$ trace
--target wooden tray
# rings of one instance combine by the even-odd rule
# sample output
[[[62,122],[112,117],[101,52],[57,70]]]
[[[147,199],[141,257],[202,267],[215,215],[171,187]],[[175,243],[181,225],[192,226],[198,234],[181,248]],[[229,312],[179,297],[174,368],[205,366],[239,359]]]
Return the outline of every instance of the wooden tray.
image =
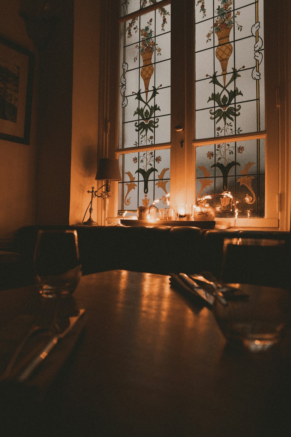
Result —
[[[123,226],[190,226],[201,229],[214,229],[215,221],[183,221],[182,220],[156,220],[148,222],[147,220],[131,220],[120,218],[120,224]]]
=-=-=
* _TASK INSTRUCTIONS_
Rewrite the entries with "wooden tray" changed to "serving tray" everywhere it occurs and everything else kept the same. Omit the pictures from your version.

* _RESULT OF THE TASK_
$ trace
--target serving tray
# rings of one instance combine by the even-odd rule
# sample output
[[[62,122],[112,117],[101,52],[57,70]]]
[[[147,199],[141,257],[202,267],[215,215],[171,187]],[[175,243],[181,225],[192,226],[198,234],[181,248]],[[229,312],[179,297],[174,368],[205,366],[239,359]]]
Return the outline of every instance of the serving tray.
image =
Result —
[[[123,226],[190,226],[201,229],[214,229],[215,221],[183,221],[182,220],[156,220],[148,222],[147,220],[131,220],[120,218],[120,224]]]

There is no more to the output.